■ **Your assignment**: Write the data below out again, unchanged.

■ **Provided entries**:

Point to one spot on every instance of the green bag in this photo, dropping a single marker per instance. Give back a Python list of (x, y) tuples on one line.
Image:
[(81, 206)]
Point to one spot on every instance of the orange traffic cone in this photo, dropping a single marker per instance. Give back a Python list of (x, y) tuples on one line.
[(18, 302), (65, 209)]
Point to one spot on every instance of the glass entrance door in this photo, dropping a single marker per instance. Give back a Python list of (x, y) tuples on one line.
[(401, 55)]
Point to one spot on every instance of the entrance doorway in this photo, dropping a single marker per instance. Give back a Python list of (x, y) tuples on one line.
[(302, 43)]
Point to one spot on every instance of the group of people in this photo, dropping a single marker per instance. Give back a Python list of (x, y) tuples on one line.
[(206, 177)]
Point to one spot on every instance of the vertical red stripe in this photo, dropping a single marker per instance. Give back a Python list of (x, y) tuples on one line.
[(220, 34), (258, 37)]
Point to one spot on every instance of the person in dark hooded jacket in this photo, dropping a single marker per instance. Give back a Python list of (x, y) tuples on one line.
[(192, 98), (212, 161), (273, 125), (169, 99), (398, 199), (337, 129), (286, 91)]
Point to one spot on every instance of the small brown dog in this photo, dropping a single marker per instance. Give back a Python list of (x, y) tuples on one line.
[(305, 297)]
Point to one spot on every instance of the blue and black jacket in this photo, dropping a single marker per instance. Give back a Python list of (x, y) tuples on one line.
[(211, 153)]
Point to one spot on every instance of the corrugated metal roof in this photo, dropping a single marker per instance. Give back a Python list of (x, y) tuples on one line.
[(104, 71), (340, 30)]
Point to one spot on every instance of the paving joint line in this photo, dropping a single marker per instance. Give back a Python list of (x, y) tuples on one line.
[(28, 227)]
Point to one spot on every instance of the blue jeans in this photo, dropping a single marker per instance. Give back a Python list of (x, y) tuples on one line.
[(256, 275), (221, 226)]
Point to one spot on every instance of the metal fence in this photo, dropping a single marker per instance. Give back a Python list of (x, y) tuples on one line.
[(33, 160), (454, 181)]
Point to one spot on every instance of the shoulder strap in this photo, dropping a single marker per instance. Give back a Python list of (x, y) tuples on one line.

■ **Worked solution**:
Point to one spot on every instance of the green bag in this photo, dropping a single marker per instance. Give back a Python list of (x, y) tuples on one line.
Image:
[(81, 206)]
Point to one spot on every instance of the orange traffic cone in this photo, dropping a single marker per instance. Give back a Python list of (x, y) tuples on one line.
[(18, 302), (65, 209)]
Point to one spot on every instance of the glass entrance door in this photo, dropping a single marker per instance. Give back a Python list of (x, y) tuples on one line.
[(401, 55)]
Point to one spot on every instance of the entrance doorway in this photo, dropping a single marker per instance. Give back a Python list of (x, y) tuples on one line.
[(302, 43)]
Point to one spot on every instance of the group of people in this photo, dropping a single marker per instance. Give back a Python list of (x, y) tuples on one line.
[(206, 177)]
Point to one spot on every instance of the vertical red stripe in this photo, dropping a single marker per instance. Give back a Python list of (x, y) tuples on one line.
[(220, 34), (258, 37)]
Point to one spot on every instance of the person in dark hooded jacket in this photo, dropping a single marker per instance. Give back a Python list of (x, y) tuples on one line.
[(192, 98), (212, 161), (273, 125), (169, 99), (398, 199), (337, 129), (286, 91)]
Point to one spot on every instance of the small brown dog in this photo, dropping a single marker per instance. Give back a Python list of (x, y) tuples on one line.
[(305, 297)]
Point to one spot on every instance of the blue and black jacket in this photo, dropping a single marker per instance. Give back a Python list of (x, y) tuples on one line.
[(211, 153)]
Point to one spot on every instance of the corrugated metal roof in this photo, dropping a single marker per instance. Give back a Python list of (x, y) tuples on one line.
[(104, 71), (340, 30)]
Point to one spot on every instance of the paving joint line in this photo, dropping a single marker per instance. Give back a Python list of (x, y) tuples on one line.
[(28, 227)]
Point to one spot on every instance of the blue jeans in this photo, dropping a single marker per instance. Give back a Python list of (x, y) tuples on one line.
[(256, 275), (221, 226)]
Point to one spot on every instance of the metal fence in this photo, dropping a single marker per instance. Give back a Python list of (x, y) tuples on one line.
[(33, 160), (454, 181)]
Point to one spot on every instance of the shoulder strap in this photo, dropping a single marker per instance. Give back a Python list of (x, y) tuples on one line.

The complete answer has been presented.